Problem to work on:
Everything in the data should be repeated exactly, save for the images.

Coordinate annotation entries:
━━━━━━━━━━
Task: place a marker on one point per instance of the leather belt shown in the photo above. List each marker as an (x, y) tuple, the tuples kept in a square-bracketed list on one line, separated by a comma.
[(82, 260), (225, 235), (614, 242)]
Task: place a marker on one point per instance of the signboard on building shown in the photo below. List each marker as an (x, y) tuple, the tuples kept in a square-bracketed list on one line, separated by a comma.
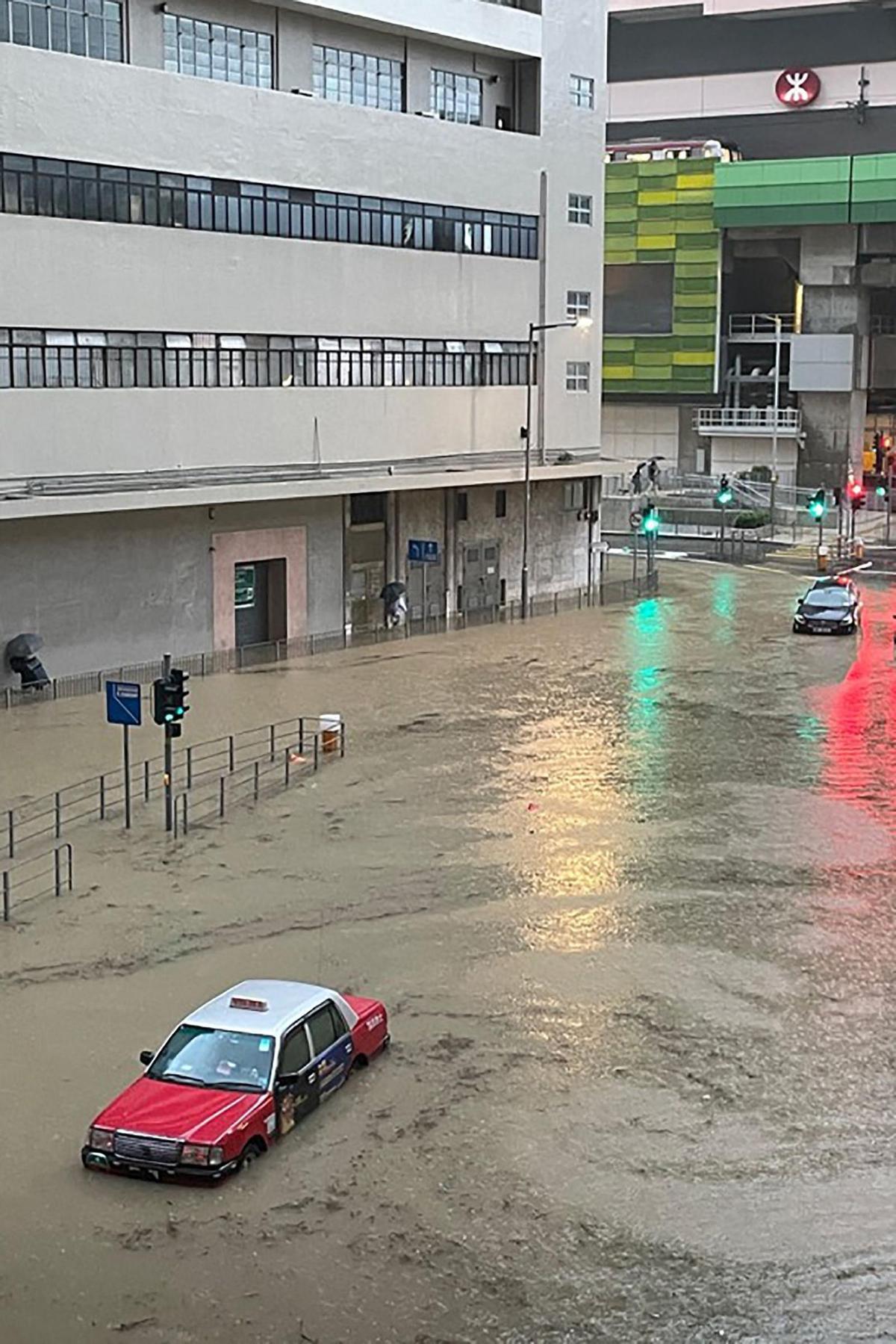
[(797, 87)]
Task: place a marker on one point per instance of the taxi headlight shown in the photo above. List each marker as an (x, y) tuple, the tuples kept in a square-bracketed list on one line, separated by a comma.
[(195, 1155), (102, 1140)]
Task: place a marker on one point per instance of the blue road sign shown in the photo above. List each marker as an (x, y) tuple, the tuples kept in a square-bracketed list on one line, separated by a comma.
[(423, 553), (124, 703)]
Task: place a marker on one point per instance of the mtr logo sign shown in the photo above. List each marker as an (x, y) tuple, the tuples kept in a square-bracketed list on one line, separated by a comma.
[(797, 87)]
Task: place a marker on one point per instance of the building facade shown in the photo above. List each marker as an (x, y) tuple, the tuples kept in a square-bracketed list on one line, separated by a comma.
[(788, 102), (267, 279)]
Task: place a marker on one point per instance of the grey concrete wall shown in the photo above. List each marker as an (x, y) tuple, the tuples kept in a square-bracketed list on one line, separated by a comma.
[(122, 588), (559, 542)]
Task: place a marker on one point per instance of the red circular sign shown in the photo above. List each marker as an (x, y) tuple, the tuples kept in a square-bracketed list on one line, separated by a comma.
[(797, 87)]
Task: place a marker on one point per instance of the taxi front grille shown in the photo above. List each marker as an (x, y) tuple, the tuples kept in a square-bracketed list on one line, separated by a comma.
[(139, 1148)]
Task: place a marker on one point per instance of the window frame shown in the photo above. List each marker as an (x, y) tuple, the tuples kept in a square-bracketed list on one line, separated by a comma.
[(356, 61), (575, 308), (578, 375), (582, 92), (181, 40), (72, 15), (465, 87)]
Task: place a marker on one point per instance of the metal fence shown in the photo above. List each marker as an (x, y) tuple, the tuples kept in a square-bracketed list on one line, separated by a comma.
[(265, 775), (102, 796), (47, 874), (280, 651)]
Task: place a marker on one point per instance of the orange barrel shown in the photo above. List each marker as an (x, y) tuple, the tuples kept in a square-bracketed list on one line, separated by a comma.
[(331, 731)]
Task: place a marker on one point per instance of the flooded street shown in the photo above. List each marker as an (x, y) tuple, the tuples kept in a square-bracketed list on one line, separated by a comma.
[(623, 878)]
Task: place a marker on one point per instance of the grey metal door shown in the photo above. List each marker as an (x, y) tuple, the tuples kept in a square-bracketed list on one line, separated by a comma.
[(250, 602), (481, 575)]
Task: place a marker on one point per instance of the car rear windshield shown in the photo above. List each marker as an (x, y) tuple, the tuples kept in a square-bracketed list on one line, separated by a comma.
[(203, 1056), (828, 597)]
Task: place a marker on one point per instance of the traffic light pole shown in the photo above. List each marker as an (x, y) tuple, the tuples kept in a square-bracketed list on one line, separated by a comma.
[(169, 807)]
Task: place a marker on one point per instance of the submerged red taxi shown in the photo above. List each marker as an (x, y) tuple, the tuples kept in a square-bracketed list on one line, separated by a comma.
[(233, 1077)]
━━━━━━━━━━
Response:
Task: place a marker on one point per instance of the leather belt shown in the photo above. List each marker as an (x, y) tuple, the tuples kept in a square-bracketed list on one line, separated by a comma.
[(82, 260), (225, 235), (614, 242)]
Task: place a marker on one point per instance of the signboard on building shown in the photo below. List each marker as an (x, y) tuple, the tuples kept in a square-bracketed list on one line, separated by a comma.
[(797, 87)]
Task: place a marker on one point per instance of the taxi headlight shown in the photo above. List each marker as an (x, y) tuple, the tuples kept in a square-bracketed list on one line, separated by a comma.
[(195, 1155), (102, 1140)]
Task: place a marker on one point per instance of the blue road sign shown in the photo above. List each marker as an (x, y) tuple, the tuples kept in a square-bracketed list on one line, separated by a comma.
[(423, 553), (124, 703)]
Task: place a marker on one point per instance of the mtr logo sign shown in the photo above. List each marker as an (x, y) tuple, the tuples kept in a square-bracketed list on one line, separated by a comma.
[(797, 87)]
Task: place a marker on one point per instance of the building facade shown in the photo above. List each marker as an (x, y) tuple, the tuples kept in a square-bracketed list on one line, separated by a comma.
[(788, 102), (267, 279)]
Task: place a marker on one point per instance of the grey concrete wall shown in the photo above. List each marker as an (x, y) tuple, the tuples kept in a square-bracketed list on one line, separated by a comma.
[(122, 588), (559, 542)]
Task: place a marker on one point per instance of the red circular sign shown in the photo above. List each marker as an (x, y) tuple, the tuples kept in a square-bracketed list on one line, separated by a comma.
[(797, 87)]
Task: place a marker on one point per instance of the taxi front grille shown in the photo above. List each marker as an (x, y) tuple, the tuples kept in a square-bracketed list on one line, separated by a comma.
[(139, 1148)]
Task: place a marker on one point per instance of the window frame shown in the photo above. List each marker as an (x, y) tuple, the tuples kept in a square-bracketed list on one line, separated by a comma.
[(356, 61), (575, 308), (578, 375), (582, 92), (181, 40), (72, 15), (465, 87)]
Task: place a marker on one point per instance of the metal fence shown in the photo above. List each marker as an (x, y) tuple, the tuples kept in a square-bracketed list on one line, separated by a comma.
[(265, 775), (102, 796), (47, 874), (280, 651)]
Task: place a marker on one point per instance of the orange barrel shown in the photo above. List each marker as an (x, y) tuple, the tuples kept in a square-bracketed list on one line, separated by a comma.
[(331, 731)]
Task: place a marker on one point per instance of the flooded street shown in the photo above. List each marker as an (x, y) tuple, the tuples kept in a square-bracketed list on one line, separated by a comma.
[(623, 878)]
Task: place a marker on one point per instance of the grey metal door shown in the photo above. List each marker as an (x, y) tuple, the tuples kept in a square-bracketed list on one line, separated by a comma.
[(250, 602), (481, 575)]
Task: place a marker on one point per instance of the car rear windshield shown in the photo above. List each marker as an (x, y) tuple, the tuples kept in a square-bracketed list on one line, separated by a comma.
[(203, 1056), (828, 597)]
Task: place a marker on one point per instance of the traffic light pole shown in the photo above. List each marker as an (x, y) tuple, the tuples kept in a square-bracketed list on one line, separated by a comma.
[(169, 807)]
Task: place a marker on one point per instance of the submerged red taxi shown in the photo above. List each marker as an (x, y) tuple, the tuples kept in a square-bracketed list on one line, separated by a comma.
[(233, 1077)]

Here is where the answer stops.